Saved entries:
■ ■ ■ ■ ■ ■ ■
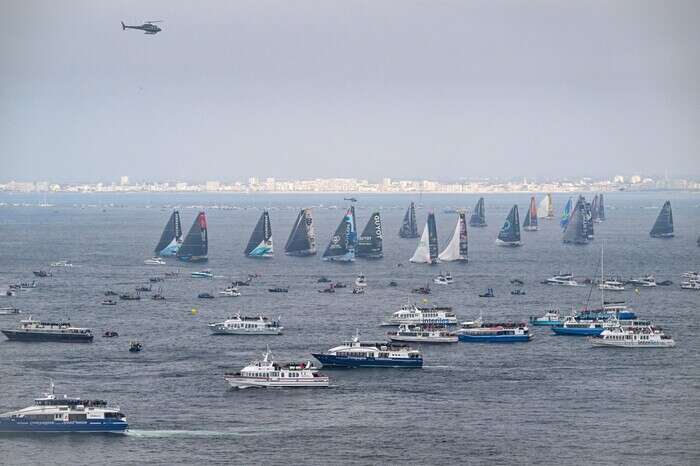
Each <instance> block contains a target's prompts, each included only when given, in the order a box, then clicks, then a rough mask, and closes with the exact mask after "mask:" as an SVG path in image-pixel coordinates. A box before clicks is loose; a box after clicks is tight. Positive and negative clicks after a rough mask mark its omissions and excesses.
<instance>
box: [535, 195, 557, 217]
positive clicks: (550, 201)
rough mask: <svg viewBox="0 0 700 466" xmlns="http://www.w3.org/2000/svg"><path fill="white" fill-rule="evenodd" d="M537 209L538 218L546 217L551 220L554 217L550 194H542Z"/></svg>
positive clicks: (553, 205)
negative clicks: (537, 213) (544, 194)
mask: <svg viewBox="0 0 700 466" xmlns="http://www.w3.org/2000/svg"><path fill="white" fill-rule="evenodd" d="M537 210H538V211H539V213H540V218H546V219H547V220H552V219H553V218H554V203H553V202H552V195H551V194H549V193H547V194H546V195H545V196H544V199H542V201H541V202H540V207H539V208H538V209H537Z"/></svg>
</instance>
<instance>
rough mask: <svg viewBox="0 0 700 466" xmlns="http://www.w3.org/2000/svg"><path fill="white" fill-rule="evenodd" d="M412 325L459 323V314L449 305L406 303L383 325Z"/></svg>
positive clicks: (454, 324)
mask: <svg viewBox="0 0 700 466" xmlns="http://www.w3.org/2000/svg"><path fill="white" fill-rule="evenodd" d="M401 324H410V325H457V316H456V315H455V313H454V312H452V308H449V307H432V308H430V307H418V306H416V305H415V304H404V305H403V306H401V309H399V310H398V311H396V312H394V313H393V314H392V315H391V317H390V318H389V319H388V320H387V321H385V322H382V325H383V326H393V325H401Z"/></svg>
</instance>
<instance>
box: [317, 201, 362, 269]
mask: <svg viewBox="0 0 700 466" xmlns="http://www.w3.org/2000/svg"><path fill="white" fill-rule="evenodd" d="M353 210H354V209H353V208H352V207H350V208H349V209H348V211H347V212H346V213H345V216H344V217H343V219H342V220H341V221H340V224H339V225H338V228H336V230H335V233H334V234H333V236H332V237H331V241H330V243H328V247H327V248H326V251H325V252H324V253H323V260H326V261H339V262H353V261H354V260H355V243H356V242H357V232H356V231H355V230H354V225H355V219H354V218H353Z"/></svg>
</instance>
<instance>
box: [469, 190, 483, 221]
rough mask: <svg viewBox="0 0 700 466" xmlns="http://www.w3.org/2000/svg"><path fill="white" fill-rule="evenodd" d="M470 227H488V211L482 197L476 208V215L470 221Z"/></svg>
mask: <svg viewBox="0 0 700 466" xmlns="http://www.w3.org/2000/svg"><path fill="white" fill-rule="evenodd" d="M469 226H470V227H485V226H486V210H485V209H484V198H483V197H480V198H479V200H478V201H476V205H475V206H474V213H473V214H472V216H471V218H470V219H469Z"/></svg>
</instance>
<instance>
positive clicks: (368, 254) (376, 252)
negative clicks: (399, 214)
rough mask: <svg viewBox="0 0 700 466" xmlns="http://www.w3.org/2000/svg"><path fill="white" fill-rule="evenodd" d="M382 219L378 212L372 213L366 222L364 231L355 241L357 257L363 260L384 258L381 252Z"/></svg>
mask: <svg viewBox="0 0 700 466" xmlns="http://www.w3.org/2000/svg"><path fill="white" fill-rule="evenodd" d="M383 236H384V235H383V234H382V218H381V216H380V215H379V212H374V213H373V214H372V215H371V216H370V217H369V220H368V221H367V225H366V226H365V229H364V230H362V234H361V235H360V236H359V237H358V239H357V251H356V253H355V255H356V256H357V257H363V258H365V259H381V258H382V257H384V252H383V250H382V238H383Z"/></svg>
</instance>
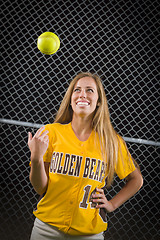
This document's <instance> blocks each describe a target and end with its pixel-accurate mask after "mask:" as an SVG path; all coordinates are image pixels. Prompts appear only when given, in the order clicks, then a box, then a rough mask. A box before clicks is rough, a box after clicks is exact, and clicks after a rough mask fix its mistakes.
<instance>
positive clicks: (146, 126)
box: [0, 0, 160, 240]
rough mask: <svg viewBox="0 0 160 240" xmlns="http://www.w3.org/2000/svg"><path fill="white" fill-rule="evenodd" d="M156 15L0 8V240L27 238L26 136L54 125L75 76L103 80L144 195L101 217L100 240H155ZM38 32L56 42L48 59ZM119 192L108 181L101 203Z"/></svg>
mask: <svg viewBox="0 0 160 240" xmlns="http://www.w3.org/2000/svg"><path fill="white" fill-rule="evenodd" d="M159 7H160V5H159V3H158V1H156V0H152V1H150V0H149V1H147V0H144V1H129V0H126V1H122V0H120V1H103V0H102V1H95V0H93V1H83V0H82V1H78V0H77V1H75V0H73V1H68V0H66V1H60V0H57V1H41V0H40V1H16V0H12V1H7V0H5V1H3V2H2V3H1V33H2V37H1V55H2V59H1V66H2V67H1V69H2V73H1V161H0V164H1V176H0V178H1V179H0V180H1V202H0V204H1V205H0V206H1V211H0V239H2V240H22V239H23V240H28V239H29V236H30V232H31V229H32V226H33V221H34V217H33V214H32V209H33V208H34V206H35V205H36V202H37V199H38V196H37V195H36V194H35V192H34V190H33V189H32V187H31V184H30V182H29V177H28V176H29V165H28V164H29V157H30V153H29V150H28V147H27V132H28V131H32V132H33V133H34V132H35V131H36V129H37V127H38V126H40V125H41V124H46V123H49V122H52V121H53V118H54V114H55V113H56V111H57V109H58V107H59V105H60V102H61V100H62V97H63V95H64V93H65V91H66V88H67V87H68V84H69V82H70V80H72V78H73V77H74V76H75V75H76V74H77V73H78V72H80V71H93V72H96V73H98V74H99V75H100V77H101V78H102V80H103V85H104V87H105V91H106V95H107V98H108V104H109V109H110V115H111V121H112V123H113V126H114V128H115V129H116V130H117V131H118V133H119V134H121V135H122V136H123V137H124V138H125V137H128V138H129V139H130V140H131V141H130V140H128V141H127V145H128V147H129V150H130V152H131V154H132V156H133V157H134V158H135V159H136V160H137V162H138V163H139V165H140V167H141V171H142V175H143V177H144V186H143V188H142V189H141V190H140V191H139V192H138V193H137V194H136V195H135V196H134V197H133V198H132V199H130V200H129V201H128V202H127V203H125V204H124V205H123V206H122V207H120V208H119V209H117V210H116V211H115V212H113V213H110V214H109V216H108V221H109V227H108V230H107V232H106V239H109V240H137V239H138V240H158V239H159V238H160V235H159V225H158V220H159V218H158V216H159V207H158V204H159V177H158V174H159V164H158V160H159V156H160V151H159V150H160V143H159V142H158V141H160V139H159V136H160V130H159V107H160V105H159V103H160V96H159V90H160V88H159V69H158V68H159V47H160V44H159V39H158V38H159V33H160V32H159V27H160V25H159ZM46 31H51V32H54V33H56V34H57V35H58V36H59V38H60V41H61V46H60V49H59V50H58V52H57V53H55V54H54V55H51V56H48V55H44V54H42V53H41V52H40V51H39V50H38V48H37V45H36V44H37V38H38V36H39V35H40V34H41V33H43V32H46ZM13 120H14V121H16V122H13ZM35 124H37V125H35ZM143 140H145V141H143ZM144 142H145V144H144ZM122 184H123V182H120V181H119V179H118V178H117V177H116V178H115V183H114V185H113V187H112V188H111V189H110V190H109V191H108V192H107V198H108V199H109V198H111V197H112V196H113V195H114V194H116V193H117V191H119V189H120V187H121V186H122Z"/></svg>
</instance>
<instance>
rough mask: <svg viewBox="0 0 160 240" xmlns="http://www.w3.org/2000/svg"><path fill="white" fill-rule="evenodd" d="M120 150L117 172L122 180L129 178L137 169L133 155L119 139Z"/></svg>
mask: <svg viewBox="0 0 160 240" xmlns="http://www.w3.org/2000/svg"><path fill="white" fill-rule="evenodd" d="M118 138H119V150H118V160H117V164H116V167H115V172H116V174H117V175H118V177H119V178H120V179H123V178H125V177H127V176H128V175H129V174H130V173H132V172H133V171H134V170H135V169H136V167H135V164H134V162H133V159H132V157H131V154H130V153H129V151H128V150H127V147H126V145H125V142H124V141H123V140H122V138H121V137H119V136H118Z"/></svg>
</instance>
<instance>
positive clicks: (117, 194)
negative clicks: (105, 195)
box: [92, 168, 143, 212]
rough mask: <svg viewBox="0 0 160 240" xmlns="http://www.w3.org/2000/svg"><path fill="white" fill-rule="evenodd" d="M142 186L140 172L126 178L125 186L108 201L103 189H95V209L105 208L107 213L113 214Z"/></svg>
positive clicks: (135, 192)
mask: <svg viewBox="0 0 160 240" xmlns="http://www.w3.org/2000/svg"><path fill="white" fill-rule="evenodd" d="M142 185H143V177H142V175H141V173H140V170H139V169H137V168H136V170H135V171H133V172H132V173H130V174H129V175H128V176H127V177H126V184H125V185H124V187H123V188H122V189H121V190H120V191H119V192H118V193H117V195H115V196H114V197H113V198H112V199H111V200H110V201H108V200H107V198H106V197H105V195H104V191H103V189H96V191H97V192H98V193H97V194H93V195H92V197H93V202H95V203H98V204H97V206H96V208H105V210H106V211H107V212H113V211H114V210H116V209H117V208H118V207H120V206H121V205H122V204H123V203H124V202H126V201H127V200H128V199H130V198H131V197H132V196H133V195H134V194H135V193H136V192H138V190H139V189H140V188H141V187H142Z"/></svg>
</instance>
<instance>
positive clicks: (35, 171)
mask: <svg viewBox="0 0 160 240" xmlns="http://www.w3.org/2000/svg"><path fill="white" fill-rule="evenodd" d="M44 129H45V128H44V127H42V128H40V129H39V130H38V131H37V132H36V134H35V135H34V136H33V137H32V134H31V133H30V132H29V133H28V146H29V149H30V151H31V170H30V182H31V184H32V186H33V188H34V189H35V191H36V192H37V193H38V194H39V195H42V194H43V193H44V192H45V191H46V189H47V186H48V173H49V163H44V162H43V156H44V154H45V152H46V150H47V148H48V144H49V138H48V135H47V134H48V131H44V132H43V133H42V131H43V130H44ZM41 133H42V134H41Z"/></svg>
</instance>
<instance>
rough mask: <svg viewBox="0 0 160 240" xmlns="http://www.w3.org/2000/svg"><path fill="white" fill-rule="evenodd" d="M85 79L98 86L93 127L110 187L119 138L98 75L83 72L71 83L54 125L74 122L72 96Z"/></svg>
mask: <svg viewBox="0 0 160 240" xmlns="http://www.w3.org/2000/svg"><path fill="white" fill-rule="evenodd" d="M83 77H91V78H93V79H94V80H95V82H96V85H97V91H98V96H99V99H98V103H99V104H98V105H99V106H98V107H97V108H96V110H95V114H94V117H93V120H92V127H93V129H94V130H95V131H96V132H97V133H98V136H99V139H100V143H101V150H102V156H103V159H104V161H105V162H106V163H107V164H106V166H107V167H106V172H107V173H108V175H107V186H108V187H109V186H110V185H111V183H112V181H113V178H114V172H115V166H116V163H117V159H118V149H119V138H118V134H117V133H116V131H115V130H114V128H113V126H112V124H111V121H110V114H109V109H108V103H107V98H106V94H105V91H104V88H103V85H102V82H101V79H100V77H99V76H98V75H96V74H92V73H90V72H81V73H79V74H78V75H77V76H76V77H75V78H74V79H73V80H72V81H71V83H70V85H69V87H68V90H67V92H66V94H65V96H64V98H63V100H62V103H61V105H60V108H59V110H58V112H57V115H56V118H55V120H54V123H63V124H67V123H69V122H71V121H72V115H73V110H72V107H71V105H70V103H71V95H72V93H73V89H74V86H75V84H76V83H77V81H78V80H79V79H81V78H83Z"/></svg>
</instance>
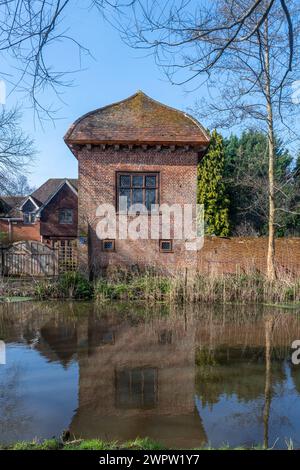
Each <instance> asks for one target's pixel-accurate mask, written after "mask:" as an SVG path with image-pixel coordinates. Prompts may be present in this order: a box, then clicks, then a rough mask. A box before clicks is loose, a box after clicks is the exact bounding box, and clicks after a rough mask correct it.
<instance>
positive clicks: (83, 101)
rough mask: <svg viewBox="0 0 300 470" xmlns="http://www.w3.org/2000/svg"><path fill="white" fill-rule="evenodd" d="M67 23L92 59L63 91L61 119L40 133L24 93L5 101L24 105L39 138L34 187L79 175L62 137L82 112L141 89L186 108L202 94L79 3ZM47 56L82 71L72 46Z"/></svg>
mask: <svg viewBox="0 0 300 470" xmlns="http://www.w3.org/2000/svg"><path fill="white" fill-rule="evenodd" d="M65 24H67V25H70V27H71V31H70V34H71V35H72V36H74V37H76V38H77V39H79V41H80V42H81V43H83V44H84V45H85V46H87V47H88V48H89V49H90V51H91V53H92V54H93V56H94V59H93V58H90V57H85V58H84V59H83V63H82V68H83V70H81V71H80V72H78V73H76V74H75V75H73V78H74V84H73V86H72V87H69V88H64V89H63V90H61V91H62V99H63V101H64V104H62V103H58V102H56V105H57V106H59V107H60V111H59V113H58V114H57V117H58V118H59V119H56V121H55V122H54V123H51V122H48V123H46V124H44V129H42V128H41V126H40V124H38V123H37V124H36V125H35V124H34V117H33V111H32V110H31V109H30V108H28V104H27V102H26V101H23V102H22V100H24V97H23V96H22V95H20V94H18V93H16V92H14V93H12V94H11V95H9V96H8V98H7V102H6V106H7V107H10V106H12V105H14V104H15V103H16V102H17V101H18V102H19V103H20V102H21V105H22V109H23V122H22V127H23V129H24V130H25V131H26V132H27V133H29V134H30V135H31V136H32V137H33V138H34V140H35V143H36V148H37V151H38V155H37V158H36V160H35V162H34V165H32V167H31V168H30V174H29V175H28V179H29V182H30V183H31V184H32V185H34V186H38V185H40V184H42V183H43V182H44V181H45V180H46V179H47V178H58V177H77V161H76V159H75V157H74V156H73V155H72V153H71V152H70V151H69V150H68V148H67V147H66V145H65V144H64V142H63V136H64V134H65V132H66V131H67V129H68V127H69V125H70V124H71V123H72V122H73V121H74V120H75V119H77V118H78V117H79V116H81V115H82V114H84V113H86V112H88V111H90V110H92V109H95V108H98V107H101V106H104V105H106V104H109V103H111V102H114V101H118V100H121V99H124V98H126V97H127V96H130V95H131V94H133V93H135V92H136V91H137V90H139V89H140V90H143V91H144V92H145V93H147V94H148V95H150V96H152V97H153V98H155V99H157V100H159V101H162V102H164V103H166V104H168V105H170V106H173V107H176V108H179V109H183V110H186V109H187V108H188V107H189V106H191V105H192V104H193V103H194V101H195V100H196V98H199V92H194V93H187V92H185V90H184V89H183V88H182V87H178V86H172V85H171V84H170V82H168V81H167V79H166V78H165V76H164V75H163V73H162V71H160V70H159V69H158V67H157V66H156V64H155V62H154V59H153V57H151V56H148V57H147V56H146V53H145V52H144V51H137V50H133V49H131V48H129V47H128V46H127V45H125V44H124V43H123V42H122V40H121V38H120V37H119V34H118V32H117V31H116V30H114V29H113V28H112V26H110V25H109V24H108V23H106V22H104V21H103V20H102V19H101V18H100V17H99V16H97V15H96V14H95V12H94V13H93V12H92V13H91V12H88V11H87V10H86V9H82V8H80V7H79V3H78V8H77V9H76V10H74V11H73V12H70V15H68V17H67V18H66V19H65ZM49 56H50V60H51V61H53V64H55V66H57V67H61V68H62V69H63V70H65V69H67V67H68V66H69V64H70V62H72V64H73V67H75V68H78V65H79V62H78V58H77V52H76V50H74V48H72V47H70V46H68V44H59V43H58V44H56V45H54V46H53V49H52V51H51V52H50V54H49ZM70 59H72V60H70ZM204 124H205V123H204Z"/></svg>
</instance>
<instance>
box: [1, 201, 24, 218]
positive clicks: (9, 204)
mask: <svg viewBox="0 0 300 470" xmlns="http://www.w3.org/2000/svg"><path fill="white" fill-rule="evenodd" d="M24 199H25V197H24V196H0V217H20V211H19V207H20V205H21V204H22V201H23V200H24Z"/></svg>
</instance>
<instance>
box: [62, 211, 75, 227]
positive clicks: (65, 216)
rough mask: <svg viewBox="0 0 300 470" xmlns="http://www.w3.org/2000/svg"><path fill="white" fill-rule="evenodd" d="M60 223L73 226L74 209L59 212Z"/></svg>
mask: <svg viewBox="0 0 300 470" xmlns="http://www.w3.org/2000/svg"><path fill="white" fill-rule="evenodd" d="M59 223H60V224H72V223H73V209H60V210H59Z"/></svg>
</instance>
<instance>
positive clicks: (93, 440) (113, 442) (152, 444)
mask: <svg viewBox="0 0 300 470" xmlns="http://www.w3.org/2000/svg"><path fill="white" fill-rule="evenodd" d="M122 449H130V450H162V449H165V447H163V446H162V445H161V444H159V443H158V442H155V441H153V440H152V439H149V438H148V437H146V438H144V439H141V438H136V439H135V440H133V441H128V442H124V443H119V442H117V441H111V442H109V441H108V442H107V441H102V440H99V439H90V440H75V441H70V442H62V441H60V440H58V439H46V440H43V441H30V442H25V441H21V442H17V443H15V444H11V445H1V444H0V450H122Z"/></svg>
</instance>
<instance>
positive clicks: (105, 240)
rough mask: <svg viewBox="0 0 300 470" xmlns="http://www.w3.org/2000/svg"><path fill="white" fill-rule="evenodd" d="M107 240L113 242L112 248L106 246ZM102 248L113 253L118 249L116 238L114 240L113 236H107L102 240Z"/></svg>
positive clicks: (101, 248)
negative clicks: (117, 246)
mask: <svg viewBox="0 0 300 470" xmlns="http://www.w3.org/2000/svg"><path fill="white" fill-rule="evenodd" d="M107 242H109V243H112V248H105V247H104V244H105V243H107ZM101 250H102V251H104V253H112V252H114V251H116V240H114V239H113V238H105V239H103V240H101Z"/></svg>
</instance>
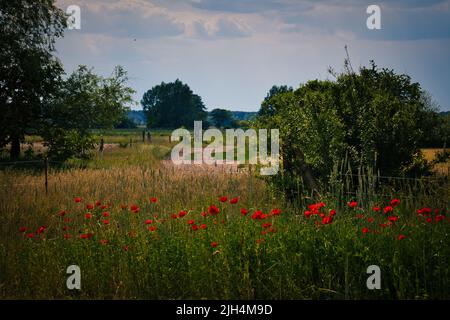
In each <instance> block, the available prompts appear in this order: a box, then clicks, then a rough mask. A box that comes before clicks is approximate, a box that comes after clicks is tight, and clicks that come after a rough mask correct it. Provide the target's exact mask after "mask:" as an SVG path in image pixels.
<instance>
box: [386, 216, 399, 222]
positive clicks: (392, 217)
mask: <svg viewBox="0 0 450 320" xmlns="http://www.w3.org/2000/svg"><path fill="white" fill-rule="evenodd" d="M388 220H389V222H395V221H397V220H398V216H390V217H389V218H388Z"/></svg>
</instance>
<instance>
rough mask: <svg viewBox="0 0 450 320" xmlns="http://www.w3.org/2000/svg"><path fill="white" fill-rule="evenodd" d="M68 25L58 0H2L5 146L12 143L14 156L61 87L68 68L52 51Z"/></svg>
mask: <svg viewBox="0 0 450 320" xmlns="http://www.w3.org/2000/svg"><path fill="white" fill-rule="evenodd" d="M65 27H66V16H65V14H64V12H63V11H62V10H60V9H58V8H57V7H56V6H55V5H54V1H50V0H48V1H31V0H18V1H8V0H1V1H0V43H1V44H2V45H1V50H0V108H1V113H2V117H0V128H1V129H0V147H3V146H5V145H6V144H8V143H11V149H10V154H11V157H12V158H17V157H18V156H19V154H20V142H21V141H23V139H24V136H25V134H29V133H34V132H35V131H36V130H39V128H40V124H41V120H42V109H43V107H44V106H45V105H46V104H47V103H48V101H49V100H51V99H52V96H53V95H54V94H55V91H57V90H58V84H59V82H60V80H61V75H62V73H63V68H62V66H61V64H60V62H59V61H58V60H57V59H56V58H55V57H54V56H53V55H52V54H53V52H54V44H55V40H56V39H57V38H58V37H61V36H62V34H63V31H64V29H65Z"/></svg>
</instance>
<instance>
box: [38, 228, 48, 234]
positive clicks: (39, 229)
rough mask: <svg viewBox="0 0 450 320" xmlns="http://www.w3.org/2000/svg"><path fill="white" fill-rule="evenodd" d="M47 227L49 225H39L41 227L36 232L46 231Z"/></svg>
■ ■ ■ ■ ■ ■ ■
What the task requires: Filter the rows and copy each line that holds the word "correct".

Written answer:
Each <instance> asks for one target's pixel-accurate mask, written after "mask:" as an SVG path with image-pixel coordinates. Prompts may be present in this order: a box, then clicks, then a rough mask. A box before clicks is loose, a box after clicks is the exact bounding box, and clicks after a rough mask correct it.
In each <instance> block, the available prompts appear in this order: a box, then clicks, then a rough mask. A box that comes before clicks is approximate, a box that comes after clicks is tight, and clicks that come after a rough mask correct it. Provide the target's exact mask after "mask:" as an SVG path in image pixels.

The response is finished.